* What this task involves *
Quote every line of the listing below word for word, leaving out the pictures.

^^^^

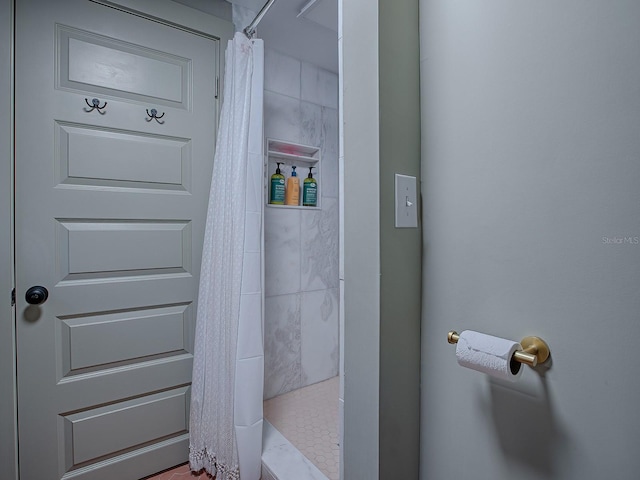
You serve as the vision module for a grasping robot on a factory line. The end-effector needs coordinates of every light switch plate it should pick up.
[396,173,418,228]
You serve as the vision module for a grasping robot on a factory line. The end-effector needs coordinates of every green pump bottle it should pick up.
[269,162,284,205]
[302,167,318,207]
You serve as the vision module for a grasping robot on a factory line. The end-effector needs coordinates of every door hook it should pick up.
[147,108,164,123]
[84,98,107,115]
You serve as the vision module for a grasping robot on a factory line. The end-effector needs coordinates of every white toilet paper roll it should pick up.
[456,330,523,382]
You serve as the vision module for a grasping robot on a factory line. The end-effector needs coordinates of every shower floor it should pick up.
[264,377,340,480]
[146,377,340,480]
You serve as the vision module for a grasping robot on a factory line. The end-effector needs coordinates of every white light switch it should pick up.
[396,173,418,228]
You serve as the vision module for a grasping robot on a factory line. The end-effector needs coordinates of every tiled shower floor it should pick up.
[264,377,340,480]
[146,377,340,480]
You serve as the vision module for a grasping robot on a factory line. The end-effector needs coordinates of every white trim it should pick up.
[91,0,234,39]
[0,0,18,480]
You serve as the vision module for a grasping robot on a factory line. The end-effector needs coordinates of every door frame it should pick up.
[0,0,234,480]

^^^^

* The answer *
You serve as the vision module for a grasping robot on a factory line. The end-effector needs coordinates of every light switch plate it should pick up.
[396,173,418,228]
You serve as the vision module for a grasping robot on a factory line. The end-effector needs coordinates of every green pump bottle it should pick up.
[269,162,284,205]
[302,167,318,207]
You serve as the vision module for a grasping robot on a factory line. The end-effector needs coordinates of every door hook it should pick up.
[147,108,164,123]
[84,98,107,115]
You serve as the vision module for a grasping robot on a factory line. The end-effector needs coordinates of every white toilet paper roll it should pick up.
[456,330,523,382]
You serve as the vision module for a grasping robot on a factory line. The end-effector needs coordinates of every shower floor it should pick up.
[264,377,340,480]
[146,377,340,480]
You serve as the vision module for a grasping robot on a factory line. The end-effector needs coordinates of every white light switch it should pick up.
[396,173,418,228]
You serve as the vision module for a grasping robot on a factory line. The end-effector needs coordinates of every tiled shower floor it should pick up.
[264,377,340,480]
[146,377,340,480]
You serve as the vision module for a grasping robot on a factory line. The end-effector needs coordinates of every white trim it should pick up.
[91,0,234,39]
[0,0,18,480]
You serve as the vision module for a grasping robot on a factory line. The end-effector needs coordinates of every door frame it should pick up.
[0,0,234,480]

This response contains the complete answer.